◆ **Exercise description**
Put the records below into a Markdown table with the columns Row and Line, numbering each row and skipping blank lines. Begin at the line that contains "Could you please indicate the door" and continue through the end of the records.

*** Input data

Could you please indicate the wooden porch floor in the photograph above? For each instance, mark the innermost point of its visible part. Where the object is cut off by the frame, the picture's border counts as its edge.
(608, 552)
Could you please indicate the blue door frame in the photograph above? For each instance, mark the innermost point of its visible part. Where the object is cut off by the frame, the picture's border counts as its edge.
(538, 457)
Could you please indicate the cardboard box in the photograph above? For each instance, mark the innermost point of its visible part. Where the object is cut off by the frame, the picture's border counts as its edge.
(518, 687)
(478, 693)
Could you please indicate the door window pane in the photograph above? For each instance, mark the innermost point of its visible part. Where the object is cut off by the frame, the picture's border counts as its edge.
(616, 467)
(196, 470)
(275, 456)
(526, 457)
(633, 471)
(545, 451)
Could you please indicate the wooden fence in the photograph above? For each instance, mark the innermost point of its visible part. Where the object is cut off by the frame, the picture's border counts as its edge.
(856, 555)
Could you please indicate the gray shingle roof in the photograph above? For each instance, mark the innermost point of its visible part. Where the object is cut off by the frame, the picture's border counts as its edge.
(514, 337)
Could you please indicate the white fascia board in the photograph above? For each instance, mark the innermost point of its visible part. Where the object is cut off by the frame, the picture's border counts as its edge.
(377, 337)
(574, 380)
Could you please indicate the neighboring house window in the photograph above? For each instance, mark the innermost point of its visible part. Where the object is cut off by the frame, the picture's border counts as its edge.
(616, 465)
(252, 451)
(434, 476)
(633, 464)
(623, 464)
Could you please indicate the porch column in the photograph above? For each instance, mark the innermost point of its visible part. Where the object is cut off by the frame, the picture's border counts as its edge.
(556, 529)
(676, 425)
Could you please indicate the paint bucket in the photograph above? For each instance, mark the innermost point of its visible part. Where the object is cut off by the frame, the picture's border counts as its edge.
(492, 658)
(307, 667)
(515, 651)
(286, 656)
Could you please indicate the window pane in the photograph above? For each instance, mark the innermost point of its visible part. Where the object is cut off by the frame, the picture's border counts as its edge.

******

◆ **Expected answer**
| Row | Line |
|---|---|
| 1 | Could you please indicate the door window pane in the photograph above? For each instance, mark the innermost point of its visible part. Where the object is cut off by the frame, the picture's border counts as its edge. |
| 2 | (616, 467) |
| 3 | (196, 470) |
| 4 | (275, 456) |
| 5 | (526, 457) |
| 6 | (633, 471) |
| 7 | (545, 451) |
| 8 | Could you please indicate the wooden fence in the photograph above? For each instance, mark the innermost point of its visible part. Where the object is cut off by the frame, the picture's border counts as its edge. |
| 9 | (856, 555) |
| 10 | Could you please indicate the gray shingle roof in the photograph above? For each instance, mark the innermost point of its visible part. Where the object is cut off by the frame, the picture's border counts as its edge. |
| 11 | (514, 337) |
| 12 | Could you please indicate the white fascia board in the photograph above? For each instance, mark the innermost point of its visible part. Where the object is cut off by the frame, the picture's border counts as its edge. |
| 13 | (377, 337) |
| 14 | (574, 380) |
| 15 | Could you please indicate the neighboring house window in the photograph above? For each instance, mark the innermost point of its visible part. Where the object is cut off by the frame, the picture's border counts as its edge. |
| 16 | (616, 465) |
| 17 | (252, 451) |
| 18 | (434, 476) |
| 19 | (633, 464) |
| 20 | (623, 464) |
| 21 | Could you please indicate the porch column in the photograph above? For each instance, mark the innermost point of its visible part. Where the object is cut off by the frame, the picture's border counts as its edge. |
| 22 | (556, 529) |
| 23 | (676, 425) |
| 24 | Could you please indicate the paint bucket in the photograph above? For each instance, mark the innermost point of its visible part. Where the object is cut off by the frame, the picture's border counts as its edge. |
| 25 | (492, 658) |
| 26 | (307, 667) |
| 27 | (515, 651) |
| 28 | (286, 656) |
| 29 | Could you please indicate the window pane in the photograph above? For each instance, mark the innermost point of its visible part. Where the object is cut off by the frame, the picture's border counts as its edge. |